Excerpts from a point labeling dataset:
[BEGIN]

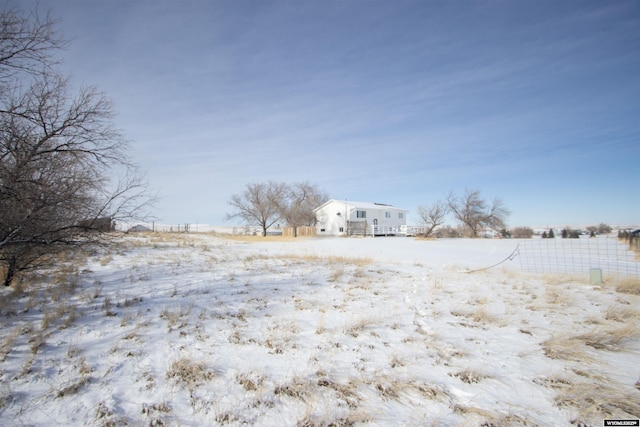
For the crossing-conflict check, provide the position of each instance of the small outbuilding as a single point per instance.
(347, 218)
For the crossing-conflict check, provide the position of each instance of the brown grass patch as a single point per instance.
(628, 285)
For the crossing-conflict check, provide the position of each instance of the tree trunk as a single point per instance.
(10, 273)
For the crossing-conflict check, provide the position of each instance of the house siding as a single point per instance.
(339, 217)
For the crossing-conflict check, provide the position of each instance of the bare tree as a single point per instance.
(63, 166)
(433, 216)
(475, 214)
(259, 204)
(297, 206)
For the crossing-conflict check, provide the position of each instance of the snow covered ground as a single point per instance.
(195, 329)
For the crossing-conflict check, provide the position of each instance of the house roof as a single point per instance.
(362, 205)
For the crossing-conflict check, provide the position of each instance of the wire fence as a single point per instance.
(579, 256)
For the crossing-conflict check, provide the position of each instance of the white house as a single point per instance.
(342, 217)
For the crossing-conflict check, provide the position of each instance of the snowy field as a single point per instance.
(195, 330)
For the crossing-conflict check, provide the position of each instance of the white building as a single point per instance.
(342, 217)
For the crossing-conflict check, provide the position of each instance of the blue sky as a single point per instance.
(400, 102)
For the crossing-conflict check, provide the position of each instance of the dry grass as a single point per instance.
(628, 285)
(611, 339)
(258, 238)
(595, 399)
(189, 373)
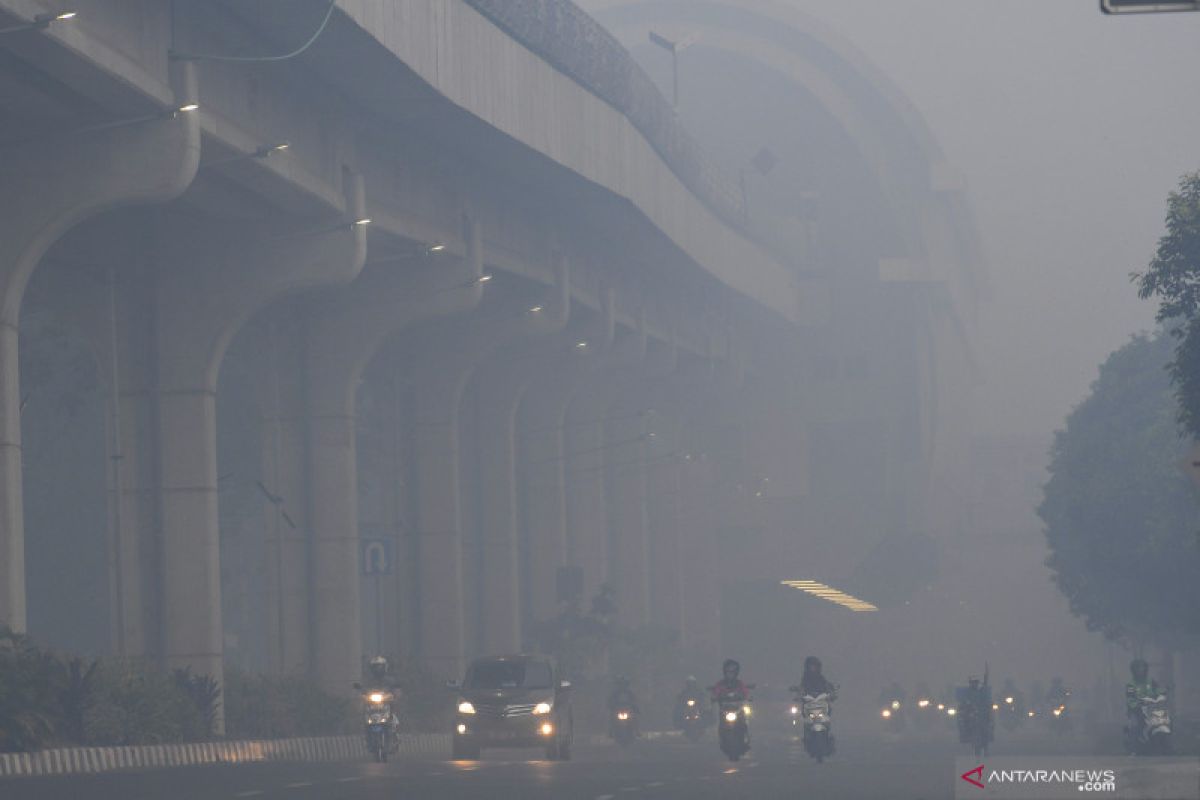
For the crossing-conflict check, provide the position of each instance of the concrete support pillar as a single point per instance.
(281, 397)
(210, 281)
(49, 186)
(441, 377)
(588, 461)
(544, 438)
(628, 438)
(348, 328)
(663, 511)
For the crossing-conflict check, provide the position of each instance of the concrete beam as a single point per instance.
(49, 187)
(213, 277)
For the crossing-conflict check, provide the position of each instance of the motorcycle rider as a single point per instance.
(1141, 686)
(381, 680)
(730, 684)
(975, 713)
(622, 698)
(690, 691)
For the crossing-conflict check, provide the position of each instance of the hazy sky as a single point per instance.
(1071, 127)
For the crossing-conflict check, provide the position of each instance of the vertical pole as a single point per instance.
(114, 400)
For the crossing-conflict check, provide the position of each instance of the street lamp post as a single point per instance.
(675, 49)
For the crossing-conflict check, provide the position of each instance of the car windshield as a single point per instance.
(509, 674)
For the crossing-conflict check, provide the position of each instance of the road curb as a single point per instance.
(72, 761)
(76, 761)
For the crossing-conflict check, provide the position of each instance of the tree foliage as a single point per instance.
(1120, 515)
(1174, 277)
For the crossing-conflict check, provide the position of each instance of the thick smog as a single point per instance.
(589, 398)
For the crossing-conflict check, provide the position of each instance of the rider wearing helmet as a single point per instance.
(1141, 685)
(690, 691)
(622, 696)
(730, 684)
(814, 683)
(378, 679)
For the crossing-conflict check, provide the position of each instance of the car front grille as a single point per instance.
(497, 711)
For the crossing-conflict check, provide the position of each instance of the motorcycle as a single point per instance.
(693, 721)
(733, 732)
(1060, 719)
(1011, 713)
(927, 713)
(381, 725)
(624, 726)
(816, 711)
(892, 716)
(975, 727)
(1152, 734)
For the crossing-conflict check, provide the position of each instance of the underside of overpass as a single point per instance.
(411, 341)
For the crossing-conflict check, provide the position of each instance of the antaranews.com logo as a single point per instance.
(1049, 779)
(1083, 780)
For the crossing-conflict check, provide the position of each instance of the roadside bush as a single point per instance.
(261, 707)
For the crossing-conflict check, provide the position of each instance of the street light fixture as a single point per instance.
(675, 49)
(41, 22)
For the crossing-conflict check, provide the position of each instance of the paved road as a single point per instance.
(867, 768)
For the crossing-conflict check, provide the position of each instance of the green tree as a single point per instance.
(1174, 277)
(1120, 515)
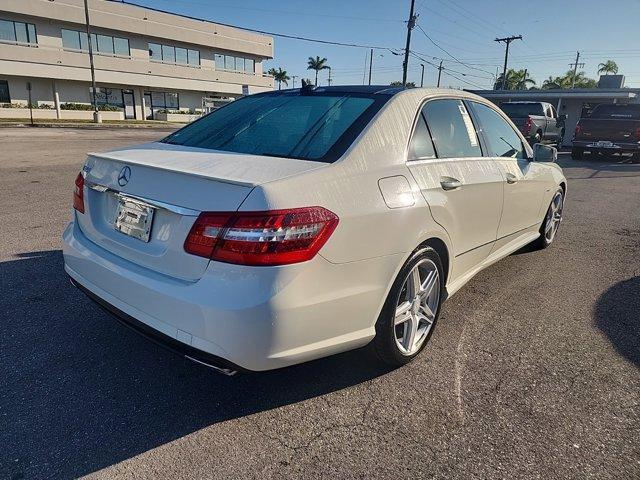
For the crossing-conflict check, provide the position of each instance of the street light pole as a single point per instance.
(410, 24)
(96, 112)
(507, 41)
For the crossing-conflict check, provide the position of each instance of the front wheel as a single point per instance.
(552, 220)
(411, 310)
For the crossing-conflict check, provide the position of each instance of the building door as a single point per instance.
(148, 111)
(129, 104)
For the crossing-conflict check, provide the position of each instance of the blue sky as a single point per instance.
(553, 31)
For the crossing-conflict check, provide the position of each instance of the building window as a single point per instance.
(102, 44)
(4, 92)
(108, 96)
(18, 33)
(234, 64)
(174, 55)
(164, 100)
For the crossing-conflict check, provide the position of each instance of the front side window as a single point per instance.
(502, 138)
(421, 145)
(453, 132)
(17, 32)
(309, 127)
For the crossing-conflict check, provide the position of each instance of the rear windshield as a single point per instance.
(314, 126)
(515, 110)
(617, 111)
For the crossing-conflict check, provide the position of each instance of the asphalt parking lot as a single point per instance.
(533, 371)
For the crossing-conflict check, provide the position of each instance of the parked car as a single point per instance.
(538, 121)
(295, 224)
(611, 128)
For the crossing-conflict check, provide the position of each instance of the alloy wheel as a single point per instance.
(417, 307)
(554, 217)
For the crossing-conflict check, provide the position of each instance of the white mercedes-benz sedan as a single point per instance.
(295, 224)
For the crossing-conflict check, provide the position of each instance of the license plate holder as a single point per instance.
(134, 218)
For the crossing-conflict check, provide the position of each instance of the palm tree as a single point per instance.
(515, 80)
(317, 64)
(608, 67)
(280, 76)
(566, 81)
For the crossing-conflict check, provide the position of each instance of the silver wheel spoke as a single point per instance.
(403, 313)
(416, 309)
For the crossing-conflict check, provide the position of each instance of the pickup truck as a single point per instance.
(611, 128)
(538, 121)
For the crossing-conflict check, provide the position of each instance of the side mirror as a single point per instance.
(544, 153)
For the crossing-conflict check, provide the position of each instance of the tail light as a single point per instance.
(275, 237)
(578, 131)
(78, 194)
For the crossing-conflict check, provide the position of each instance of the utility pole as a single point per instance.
(410, 24)
(507, 41)
(96, 112)
(575, 69)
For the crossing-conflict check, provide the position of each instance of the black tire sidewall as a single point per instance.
(384, 341)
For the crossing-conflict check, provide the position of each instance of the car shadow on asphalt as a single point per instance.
(80, 392)
(617, 315)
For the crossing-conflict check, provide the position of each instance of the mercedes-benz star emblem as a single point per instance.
(125, 175)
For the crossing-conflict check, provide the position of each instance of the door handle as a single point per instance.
(450, 183)
(511, 178)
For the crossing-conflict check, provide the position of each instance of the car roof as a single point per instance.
(342, 89)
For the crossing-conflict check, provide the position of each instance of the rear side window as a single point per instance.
(617, 111)
(502, 138)
(309, 127)
(453, 132)
(515, 110)
(421, 145)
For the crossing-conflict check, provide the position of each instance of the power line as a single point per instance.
(445, 51)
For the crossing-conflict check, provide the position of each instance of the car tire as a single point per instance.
(552, 220)
(577, 153)
(398, 342)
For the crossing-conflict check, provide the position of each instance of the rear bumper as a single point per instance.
(238, 317)
(615, 146)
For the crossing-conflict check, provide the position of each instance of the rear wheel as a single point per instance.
(577, 153)
(411, 310)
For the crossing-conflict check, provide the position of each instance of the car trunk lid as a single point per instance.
(170, 185)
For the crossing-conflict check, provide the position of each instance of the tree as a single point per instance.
(515, 80)
(608, 67)
(566, 81)
(279, 76)
(317, 64)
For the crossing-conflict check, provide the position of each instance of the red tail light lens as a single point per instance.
(78, 194)
(275, 237)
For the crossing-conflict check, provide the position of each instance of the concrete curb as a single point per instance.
(93, 126)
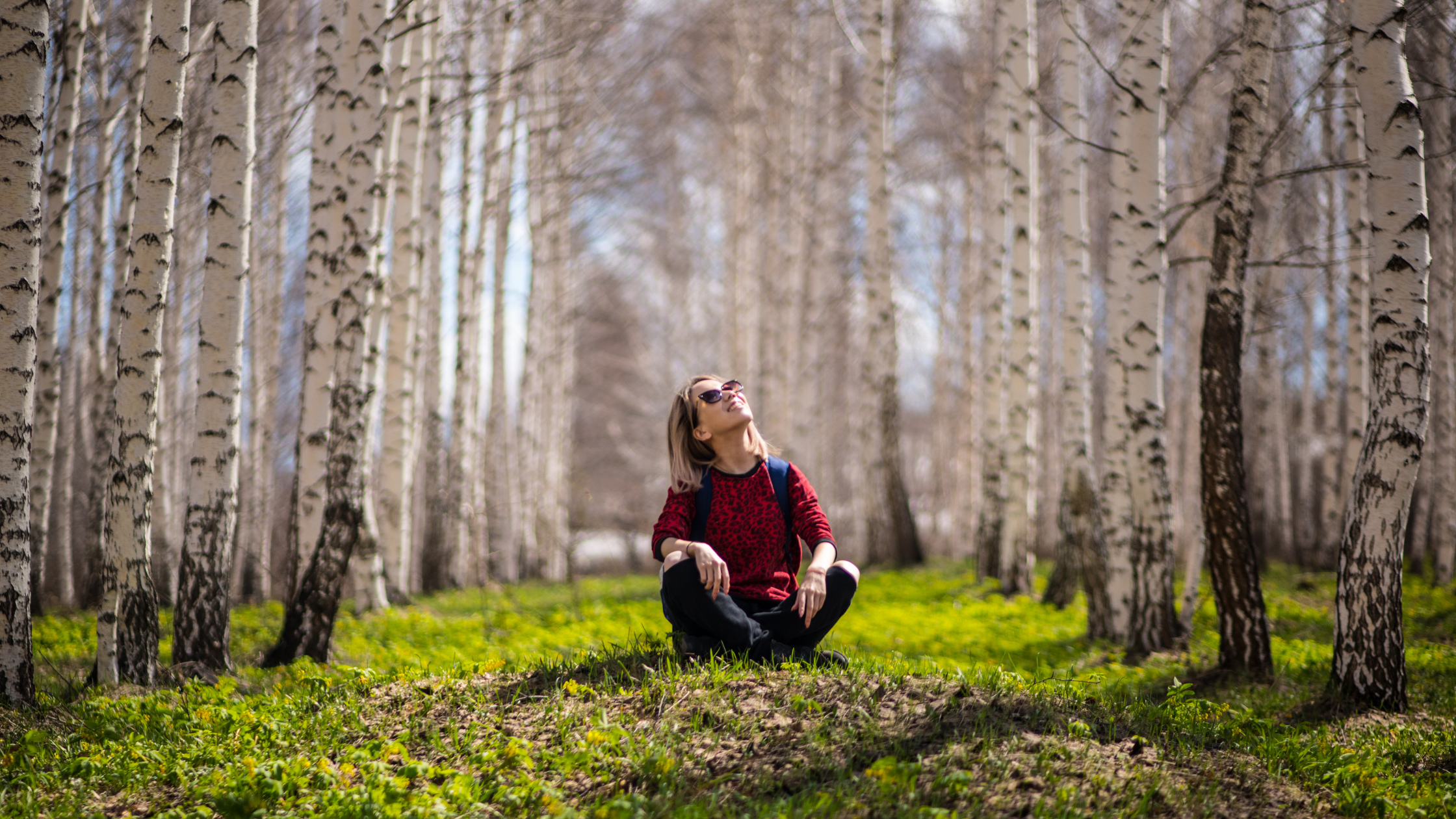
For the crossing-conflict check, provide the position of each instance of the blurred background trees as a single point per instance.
(957, 250)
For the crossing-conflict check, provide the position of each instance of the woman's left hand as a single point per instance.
(811, 597)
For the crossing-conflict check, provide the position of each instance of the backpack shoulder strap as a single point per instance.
(704, 504)
(779, 476)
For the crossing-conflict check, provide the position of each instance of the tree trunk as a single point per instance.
(326, 226)
(130, 614)
(993, 339)
(202, 623)
(401, 398)
(1357, 302)
(23, 32)
(309, 617)
(1244, 636)
(1369, 660)
(890, 528)
(466, 366)
(1082, 544)
(1143, 540)
(497, 464)
(70, 44)
(1022, 130)
(1430, 49)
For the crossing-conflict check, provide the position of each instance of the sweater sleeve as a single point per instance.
(675, 522)
(809, 519)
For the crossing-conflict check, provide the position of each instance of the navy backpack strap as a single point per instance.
(779, 477)
(704, 504)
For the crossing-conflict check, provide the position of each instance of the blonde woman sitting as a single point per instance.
(729, 538)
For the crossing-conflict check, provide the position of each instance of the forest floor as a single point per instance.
(566, 700)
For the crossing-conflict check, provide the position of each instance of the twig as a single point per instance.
(1346, 165)
(850, 32)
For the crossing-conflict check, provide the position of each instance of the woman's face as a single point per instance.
(730, 414)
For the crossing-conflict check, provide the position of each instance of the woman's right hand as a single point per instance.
(712, 570)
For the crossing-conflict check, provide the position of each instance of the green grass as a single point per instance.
(564, 700)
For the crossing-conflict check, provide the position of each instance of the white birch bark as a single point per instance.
(1078, 508)
(326, 202)
(495, 445)
(1022, 131)
(23, 34)
(1143, 538)
(202, 623)
(361, 88)
(890, 529)
(995, 437)
(401, 400)
(743, 247)
(463, 432)
(70, 47)
(1369, 659)
(1357, 287)
(131, 612)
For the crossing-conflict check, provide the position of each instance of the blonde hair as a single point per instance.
(688, 456)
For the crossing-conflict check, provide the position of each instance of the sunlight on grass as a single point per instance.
(296, 741)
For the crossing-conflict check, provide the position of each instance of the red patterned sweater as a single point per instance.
(746, 529)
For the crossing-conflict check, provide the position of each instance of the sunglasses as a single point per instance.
(715, 395)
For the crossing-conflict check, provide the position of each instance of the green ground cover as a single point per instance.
(564, 700)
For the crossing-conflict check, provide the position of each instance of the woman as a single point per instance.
(730, 573)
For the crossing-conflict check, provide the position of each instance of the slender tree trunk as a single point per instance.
(1022, 130)
(202, 623)
(495, 423)
(1147, 537)
(23, 34)
(1357, 300)
(1244, 636)
(70, 47)
(890, 526)
(401, 398)
(1369, 662)
(309, 617)
(1430, 49)
(131, 612)
(468, 305)
(743, 248)
(1082, 544)
(993, 353)
(1331, 493)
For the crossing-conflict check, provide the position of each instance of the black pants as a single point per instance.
(744, 624)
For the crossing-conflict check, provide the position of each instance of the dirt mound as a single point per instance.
(903, 742)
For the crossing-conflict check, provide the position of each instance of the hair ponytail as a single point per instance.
(688, 456)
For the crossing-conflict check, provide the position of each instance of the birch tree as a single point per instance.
(326, 203)
(1082, 547)
(309, 618)
(1139, 532)
(1022, 131)
(1244, 637)
(127, 627)
(1369, 658)
(202, 623)
(890, 526)
(401, 394)
(23, 47)
(70, 47)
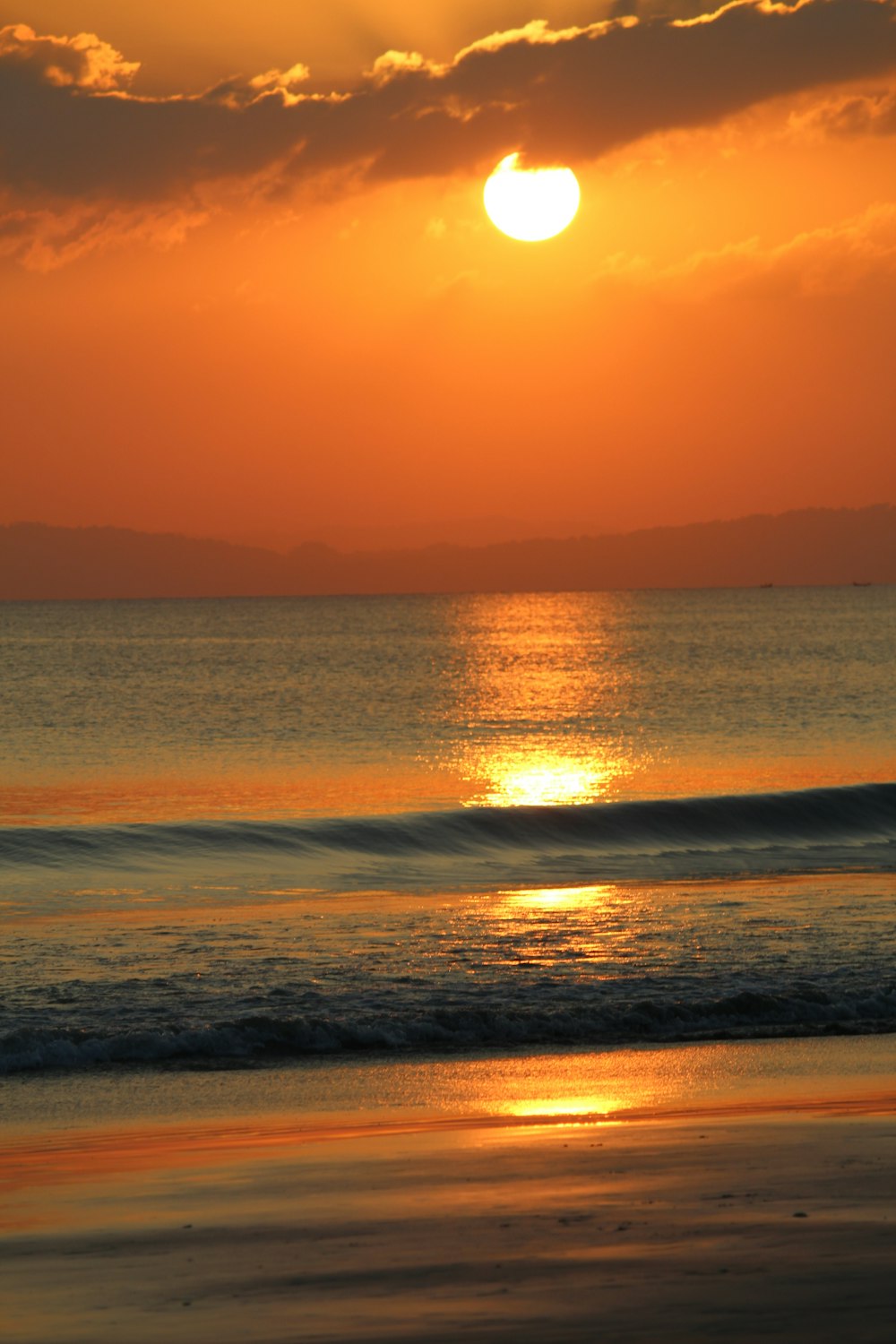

[END]

REQUEST:
Give the stretch of records from the line containing "face as a single point per instance." through the line containing "(1331, 493)" as a two-column CSV with the columns text and answer. Use one row per record, with its text and its answer each in a single quoted field and line breaks replaced by spaces.

REPLY TO THE TASK:
text,answer
"For the crossing-conflict check, provide the position of each instance of the woman's face as a single point per instance.","(730, 414)"
"For the crossing-conflict check, provide the position of each instance of the woman's right hand as a single point per instance.","(712, 570)"
"For the crossing-conflict check, provide the position of each instance of the green grass as a single point per instance.","(564, 700)"
"For the crossing-conflict check, provide the position of each instance of the white birch bark as a single point per instance.","(1078, 508) (326, 202) (495, 445) (1022, 131) (23, 34) (1143, 538) (202, 623) (361, 88) (890, 529) (995, 437) (401, 400) (743, 247) (463, 432) (70, 47) (1369, 659) (1357, 287) (131, 612)"
"For the crossing-conflict check, provide the position of each instance of the blonde hair as a single point per instance.","(688, 456)"
"For the crossing-conflict check, provide the position of each instance of the sunlight on grass as a single point per instance.","(296, 741)"
"For the crossing-conflict check, provide the position of each instance of the red patterned sweater as a single point per instance.","(746, 529)"
"For the crossing-conflict check, provide the position of each instance of the sunglasses as a single point per instance.","(715, 395)"
"For the crossing-conflict check, provide the position of each instance of the green ground cover as a single point per instance.","(564, 700)"
"For the crossing-conflict check, provide the position of each instance of the woman as a single point per instance.","(730, 573)"
"For the crossing-conflict check, provide the position of each instance of the slender tree trunk as a single point per instance.","(1022, 130) (202, 623) (495, 423) (1147, 537) (23, 34) (1357, 300) (1244, 636) (70, 47) (890, 526) (401, 398) (1369, 662) (309, 617) (1430, 49) (131, 612) (468, 305) (743, 248) (1082, 544) (993, 353) (1331, 493)"